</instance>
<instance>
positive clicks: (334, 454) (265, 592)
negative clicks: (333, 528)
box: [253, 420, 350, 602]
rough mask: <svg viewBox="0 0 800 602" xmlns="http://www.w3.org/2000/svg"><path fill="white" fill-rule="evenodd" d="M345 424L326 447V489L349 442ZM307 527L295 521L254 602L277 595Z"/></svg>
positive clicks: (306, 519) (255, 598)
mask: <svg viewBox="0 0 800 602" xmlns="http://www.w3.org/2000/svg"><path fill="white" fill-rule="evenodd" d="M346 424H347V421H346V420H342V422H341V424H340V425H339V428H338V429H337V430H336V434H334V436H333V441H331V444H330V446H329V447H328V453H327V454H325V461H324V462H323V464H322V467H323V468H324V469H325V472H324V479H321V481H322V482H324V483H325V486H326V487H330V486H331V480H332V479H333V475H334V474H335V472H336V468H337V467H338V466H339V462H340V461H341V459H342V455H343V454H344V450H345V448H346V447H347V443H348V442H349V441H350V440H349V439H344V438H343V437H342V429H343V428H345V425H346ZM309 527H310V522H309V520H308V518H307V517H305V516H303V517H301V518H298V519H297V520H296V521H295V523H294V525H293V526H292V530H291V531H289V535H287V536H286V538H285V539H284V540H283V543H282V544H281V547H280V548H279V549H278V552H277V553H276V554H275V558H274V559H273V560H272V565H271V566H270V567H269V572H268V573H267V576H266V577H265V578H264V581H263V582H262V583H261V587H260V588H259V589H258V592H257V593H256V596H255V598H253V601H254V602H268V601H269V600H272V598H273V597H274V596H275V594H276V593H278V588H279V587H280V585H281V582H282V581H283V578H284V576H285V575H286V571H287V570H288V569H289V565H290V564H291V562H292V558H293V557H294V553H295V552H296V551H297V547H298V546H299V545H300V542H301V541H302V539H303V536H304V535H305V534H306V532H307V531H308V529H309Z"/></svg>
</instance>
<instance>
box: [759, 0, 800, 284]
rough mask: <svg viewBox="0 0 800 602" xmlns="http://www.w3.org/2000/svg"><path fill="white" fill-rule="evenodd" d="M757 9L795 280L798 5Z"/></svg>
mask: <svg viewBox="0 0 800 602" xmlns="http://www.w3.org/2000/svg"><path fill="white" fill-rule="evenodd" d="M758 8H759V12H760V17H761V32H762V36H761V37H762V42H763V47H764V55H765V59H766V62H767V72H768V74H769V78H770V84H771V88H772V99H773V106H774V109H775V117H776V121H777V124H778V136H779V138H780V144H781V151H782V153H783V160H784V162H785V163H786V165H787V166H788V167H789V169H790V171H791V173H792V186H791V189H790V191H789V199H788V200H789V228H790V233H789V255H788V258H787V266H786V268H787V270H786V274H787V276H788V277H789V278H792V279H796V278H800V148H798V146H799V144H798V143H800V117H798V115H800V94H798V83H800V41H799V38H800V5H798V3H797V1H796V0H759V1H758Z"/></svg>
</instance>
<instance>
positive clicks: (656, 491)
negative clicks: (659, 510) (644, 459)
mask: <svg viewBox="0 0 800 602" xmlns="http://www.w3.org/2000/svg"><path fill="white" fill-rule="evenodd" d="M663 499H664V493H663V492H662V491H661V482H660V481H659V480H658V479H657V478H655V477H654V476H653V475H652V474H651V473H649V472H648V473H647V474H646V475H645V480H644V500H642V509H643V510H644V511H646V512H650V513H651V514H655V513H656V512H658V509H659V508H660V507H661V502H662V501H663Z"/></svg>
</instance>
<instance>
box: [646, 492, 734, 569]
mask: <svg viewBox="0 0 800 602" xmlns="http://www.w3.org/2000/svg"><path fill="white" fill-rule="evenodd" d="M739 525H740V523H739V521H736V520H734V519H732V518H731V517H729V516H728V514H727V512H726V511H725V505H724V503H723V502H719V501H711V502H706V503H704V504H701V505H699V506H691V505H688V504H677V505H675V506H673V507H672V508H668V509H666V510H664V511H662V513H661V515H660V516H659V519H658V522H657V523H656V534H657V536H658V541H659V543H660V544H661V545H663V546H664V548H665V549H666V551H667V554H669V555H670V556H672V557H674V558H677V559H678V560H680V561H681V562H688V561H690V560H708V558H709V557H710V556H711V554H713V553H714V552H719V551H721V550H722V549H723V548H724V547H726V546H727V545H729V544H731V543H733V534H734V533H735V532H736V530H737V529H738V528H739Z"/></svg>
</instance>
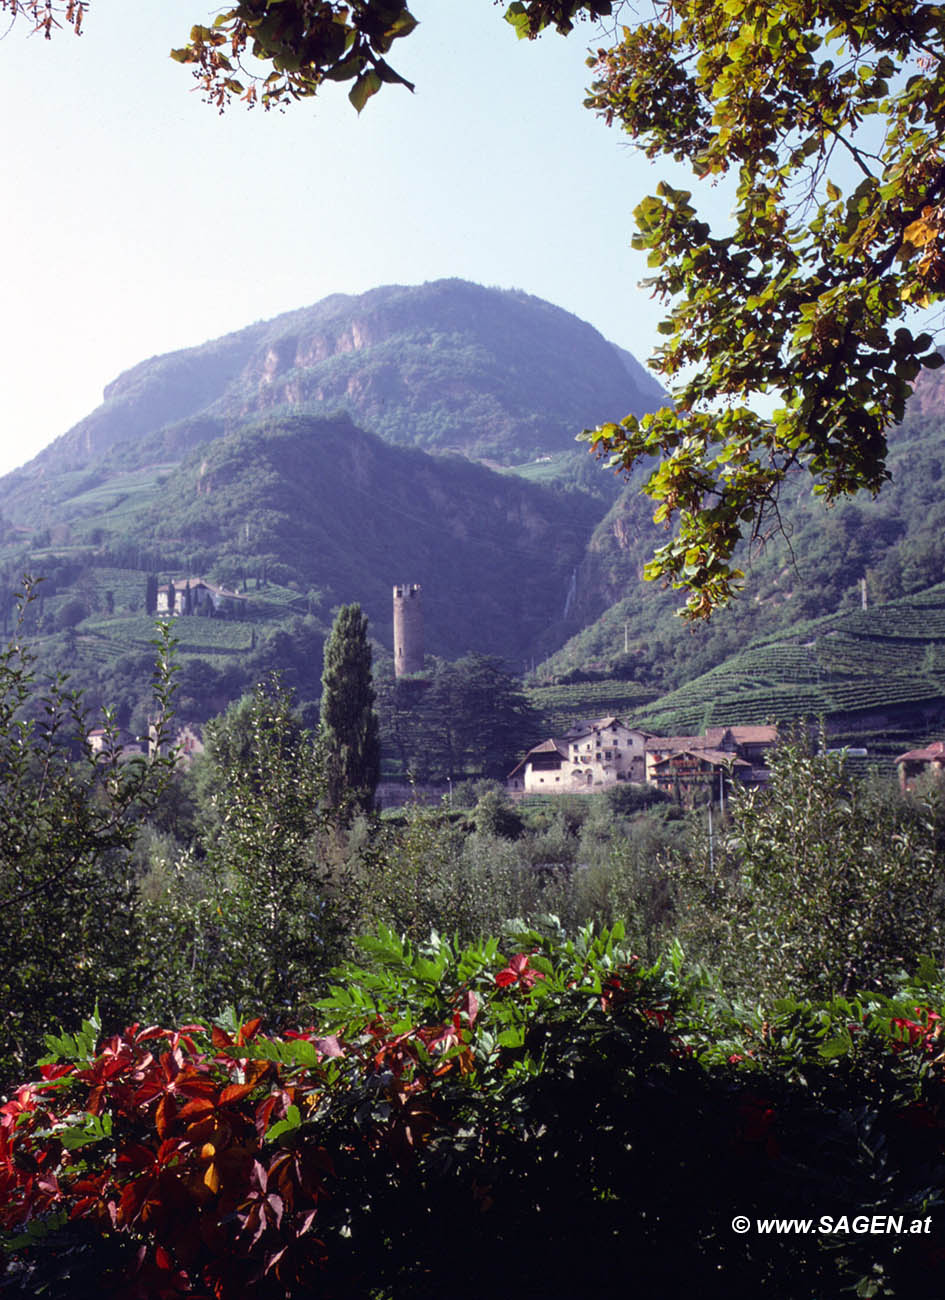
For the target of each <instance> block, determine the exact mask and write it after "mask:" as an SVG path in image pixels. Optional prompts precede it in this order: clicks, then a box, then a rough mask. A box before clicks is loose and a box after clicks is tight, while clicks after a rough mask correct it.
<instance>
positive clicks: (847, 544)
mask: <svg viewBox="0 0 945 1300" xmlns="http://www.w3.org/2000/svg"><path fill="white" fill-rule="evenodd" d="M937 376H939V372H924V373H923V377H922V380H920V381H919V383H918V386H916V391H915V395H914V398H913V400H911V403H910V407H909V411H907V416H906V420H905V422H903V424H902V425H901V426H900V428H897V429H894V430H893V432H892V434H890V451H889V461H888V467H889V472H890V476H892V478H890V482H889V484H887V486H885V487H884V489H883V491H881V493H880V494H879V497H876V498H871V497H868V495H866V494H861V495H859V497H857V498H855V499H851V500H844V502H840V503H837V504H836V506H833V507H829V508H825V507H824V504H823V500H822V499H820V498H816V497H812V495H811V491H810V485H809V482H807V481H806V476H805V474H803V473H798V476H797V478H796V480H794V481H793V482H790V484H789V485H788V486H786V487H785V490H783V493H781V497H780V499H779V511H777V513H779V519H777V525H779V526H775V528H772V533H771V536H770V537H768V538H767V539H764V541H760V542H758V543H755V545H754V546H751V547H749V546H745V547H742V556H741V562H742V567H744V569H745V573H746V581H745V590H744V594H742V597H741V598H740V599H738V601H737V602H734V604H733V606H732V607H731V608H728V610H723V611H719V612H718V614H715V615H714V617H712V619H711V621H710V623H708V624H706V625H699V627H694V628H689V627H686V625H685V624H684V623H681V620H679V619H677V617H676V615H675V611H676V610H677V608H679V606H680V603H681V601H680V598H679V595H677V593H675V591H672V590H667V589H663V588H660V586H658V585H654V584H650V582H645V581H643V580H642V568H643V564H645V562H646V560H647V558H649V556H650V554H651V551H653V547H654V546H656V545H659V541H660V537H662V533H660V529H659V528H656V526H655V525H654V524H653V520H651V515H653V503H651V502H650V500H649V499H646V498H643V497H641V495H640V493H638V490H636V485H634V484H630V485H628V486H627V487H625V489H624V490H623V493H621V494H620V497H619V498H617V500H616V502H615V503H614V504H612V506H611V508H610V510H608V511H607V513H606V516H604V517H603V519H602V520H601V523H599V524H598V526H597V528H595V530H594V533H593V536H591V539H590V542H589V545H588V551H586V554H585V556H584V559H582V562H581V565H580V567H578V571H577V576H576V581H575V586H573V610H575V616H576V617H577V619H578V621H581V623H582V624H584V630H582V632H580V633H578V634H577V636H576V637H573V638H572V640H571V641H568V642H567V643H565V645H564V647H563V649H562V650H560V651H559V653H558V654H555V655H554V656H552V658H551V659H550V660H549V662H547V663H546V664H545V666H543V668H542V676H545V677H552V676H562V675H563V673H568V672H573V671H581V669H585V671H586V669H590V671H608V672H610V671H615V672H616V673H617V675H620V676H627V677H630V679H633V680H636V681H640V682H642V684H647V685H655V686H659V688H662V689H671V688H675V686H679V685H681V684H684V682H685V681H689V680H690V679H693V677H695V676H698V675H699V673H702V672H706V671H707V669H710V668H712V667H715V666H716V664H719V663H721V662H723V660H724V659H725V656H727V655H731V654H734V653H737V651H738V650H740V649H742V647H744V646H746V645H747V643H749V642H751V641H753V640H754V638H757V637H760V636H771V634H775V633H777V632H779V630H781V629H784V630H789V629H792V628H793V627H794V625H796V624H797V623H799V621H801V620H810V619H819V617H825V616H831V615H837V614H844V612H848V611H851V610H857V608H859V607H861V606H862V601H863V581H866V597H867V602H868V604H870V606H876V604H879V603H881V602H885V601H893V599H897V598H900V597H906V595H913V594H916V593H920V591H923V590H924V589H927V588H931V586H935V585H936V584H937V582H941V581H942V580H945V552H944V551H942V545H941V536H942V526H944V525H945V490H944V487H942V477H941V476H942V464H944V461H945V391H944V390H942V387H941V383H940V382H939V378H937Z"/></svg>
---+---
_Instruction_
Convert the lines from the start of the entries through the line containing "box: [253, 420, 350, 602]", inclusive, into a Markdown table with the columns Row and Text. Give each line its row number, and leave out any blank lines.

_Solution for this exercise_
| Row | Text |
|---|---|
| 1 | </instance> |
| 2 | <instance> |
| 3 | positive clicks: (334, 454) (265, 592) |
| 4 | negative clicks: (333, 528) |
| 5 | box: [253, 420, 350, 602] |